REQUIRED TASK: Reproduce the complete listing without any deviation.
##############################
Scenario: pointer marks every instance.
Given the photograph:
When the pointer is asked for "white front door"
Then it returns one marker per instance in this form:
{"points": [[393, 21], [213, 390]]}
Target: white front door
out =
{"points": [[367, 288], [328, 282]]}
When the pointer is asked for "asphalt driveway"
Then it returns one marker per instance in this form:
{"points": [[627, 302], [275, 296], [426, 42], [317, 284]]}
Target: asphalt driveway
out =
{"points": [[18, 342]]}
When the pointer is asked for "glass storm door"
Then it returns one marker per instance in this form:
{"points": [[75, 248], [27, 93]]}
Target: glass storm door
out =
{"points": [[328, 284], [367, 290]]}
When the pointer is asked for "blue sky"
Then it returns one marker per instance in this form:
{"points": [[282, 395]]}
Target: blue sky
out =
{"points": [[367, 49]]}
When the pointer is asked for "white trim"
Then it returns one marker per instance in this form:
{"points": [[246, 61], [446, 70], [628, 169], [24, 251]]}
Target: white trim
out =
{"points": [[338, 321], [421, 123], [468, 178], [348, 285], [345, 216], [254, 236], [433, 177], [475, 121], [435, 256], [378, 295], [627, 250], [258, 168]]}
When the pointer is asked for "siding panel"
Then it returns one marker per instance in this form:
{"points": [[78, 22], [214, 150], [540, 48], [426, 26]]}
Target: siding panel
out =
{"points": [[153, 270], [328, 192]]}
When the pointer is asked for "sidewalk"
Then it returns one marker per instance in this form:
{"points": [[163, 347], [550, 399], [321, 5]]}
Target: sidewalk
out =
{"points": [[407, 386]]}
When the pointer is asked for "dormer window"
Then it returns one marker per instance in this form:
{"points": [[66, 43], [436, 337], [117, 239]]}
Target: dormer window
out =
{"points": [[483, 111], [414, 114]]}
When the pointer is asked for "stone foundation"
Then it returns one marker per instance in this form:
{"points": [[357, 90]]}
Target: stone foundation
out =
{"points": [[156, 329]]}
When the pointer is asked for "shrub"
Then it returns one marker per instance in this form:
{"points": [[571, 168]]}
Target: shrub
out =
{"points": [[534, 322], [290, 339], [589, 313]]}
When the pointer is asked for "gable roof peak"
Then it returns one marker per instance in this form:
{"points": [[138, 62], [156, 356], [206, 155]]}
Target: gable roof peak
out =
##############################
RESULT FOR THIS TASK:
Scenario: pointer marks every instance.
Given the photograph:
When the pointer is asked for "white front door"
Then it returns one marker per instance in this form:
{"points": [[393, 21], [213, 390]]}
Target: white front door
out =
{"points": [[367, 288], [328, 282]]}
When the pointer is asked for "asphalt driveway"
Then it returns one marker per instance in this form:
{"points": [[627, 302], [275, 296], [426, 42], [317, 284]]}
Target: asphalt driveway
out =
{"points": [[18, 342]]}
When the pointer is asked for "glass storm door"
Then it returns one marker per instance in this form:
{"points": [[75, 248], [27, 93]]}
Target: glass storm door
out =
{"points": [[328, 284], [367, 290]]}
When the pointer is asked for "blue sky"
Then it returns one marker per instance in this form:
{"points": [[282, 395]]}
Target: blue sky
out =
{"points": [[367, 49]]}
When the pointer is asked for "white trim"
Then it returns one marker per instance in this form:
{"points": [[246, 61], [446, 70], [628, 169], [24, 251]]}
Target: white trim
out =
{"points": [[338, 321], [421, 123], [468, 178], [348, 285], [345, 216], [254, 236], [433, 177], [475, 121], [435, 256], [378, 295], [627, 250], [258, 168]]}
When the pointer is asked for "siding panel"
Then it returns one marker per instance in this form:
{"points": [[78, 22], [214, 150], [540, 48], [426, 26]]}
Target: siding panel
out =
{"points": [[153, 270], [328, 192]]}
When the pointer is asked for "sidewalk"
Then it returns one marker per instance in this form:
{"points": [[163, 347], [550, 399], [321, 5]]}
Target: sidewalk
out =
{"points": [[407, 386]]}
When the pointer is asked for "dormer window"
Then it returns one marker per instance in this form:
{"points": [[66, 43], [436, 337], [117, 239]]}
Target: dormer window
out =
{"points": [[483, 111], [414, 114]]}
When the pointer is asked for "stone foundation"
Then it returns one marker per instance in this form:
{"points": [[357, 90]]}
Target: stone foundation
out =
{"points": [[156, 329]]}
When the pointer is asked for "shrub"
Then it returns one marker per instance in this form:
{"points": [[571, 168]]}
Target: shrub
out =
{"points": [[534, 322], [290, 339], [589, 313]]}
When the pointer is asked for "gable roof peak"
Then it returns one marker per instance in this form:
{"points": [[138, 62], [156, 356], [206, 155]]}
Target: gable roof peak
out =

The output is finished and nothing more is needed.